Se l’anoressia ha ucciso alcune sue compagne di ricovero, decedute per suicidio o complicazioni cardiache, Hadley Freeman ne è uscita viva ma, nonostante la guarigione, sente ancora bruciare dentro di sé quella scissione creatasi a undici anni quando una compagna di classe le sussurrò all’orecchio la parola “normale”. Sovente, inoltre, mentre cammina per strada, o fa la coda alla cassa del supermercato, le si materializza davanti una ragazza, o una donna, evidentemente anoressica, di fronte a cui il suo mondo si blocca, rimpiombandola in quell’epoca fatta di biscotti sbriciolati, integratori alimentari consumati a forza e passi strascicati lungo un corridoio d’ospedale. Poi, al dileguarsi improvviso della ragazza, come fosse stata un’apparizione o un fantasma dal passato, Freeman riapre gli occhi e fa ritorno nel Mondo Reale.

========

## ELENCO DEI COMPITI:
(a) A che età si creò in Hadley Freeman la scissione di cui parla il brano su di lei?
(b) Scrivi il seguito del brano su Hadley Freeman, riprendendo subito dopo la sua ultima frase.

========

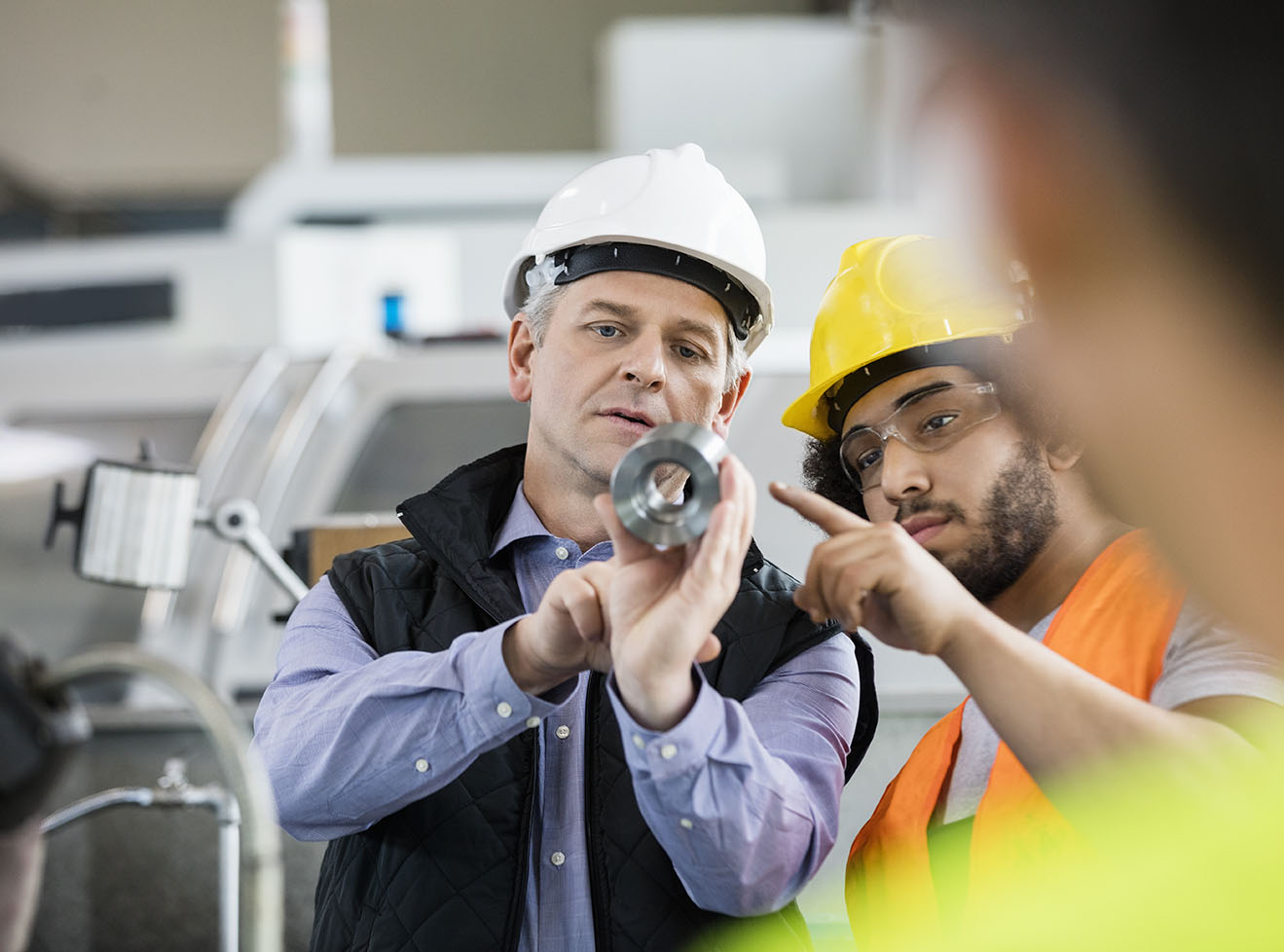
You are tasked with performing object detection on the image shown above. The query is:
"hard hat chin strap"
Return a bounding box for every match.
[527,241,762,341]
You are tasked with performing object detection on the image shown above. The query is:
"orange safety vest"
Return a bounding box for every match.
[848,531,1184,952]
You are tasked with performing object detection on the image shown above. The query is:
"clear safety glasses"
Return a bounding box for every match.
[838,383,999,492]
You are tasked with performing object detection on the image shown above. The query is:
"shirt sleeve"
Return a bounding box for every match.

========

## SOLUZIONI:
(a) A undici anni, quando una compagna di classe le sussurrò all'orecchio la parola “normale”.

(b)
Cos’è l’anoressia moderna se non un tentativo di estraniarsi dalla società, e dalle sue leggi, ma anche di fuggire dalla sessualizzazione a cui si va incontro nell’adolescenza?Non esiste un lieto fine nell’anoressia, una fiamma di quell’incendio continuerà a scoppiettare per l’eternità, impossibile da soffocare. Però, a un certo punto, nessuno sa quando e perché, può scattare qualcosa dentro il soggetto anoressico che comincia a pensare: “non voglio che la mia vita sia questa”. Se l’antichità non offriva nessuna possibilità di fuga e la santa sanciva – crocifissa come Vilgefortis o bruciata su un rogo come Giovanna d’Arco – il proprio sposalizio con Dio, la ragazza anoressica può trovare, in una società sicuramente più moderna rispetto a quella del Duecento, nuove forme di vita che le consentano di liberarsi dal fardello della propria identità anoressica, rientrare nel mondo e rialimentare il desiderio.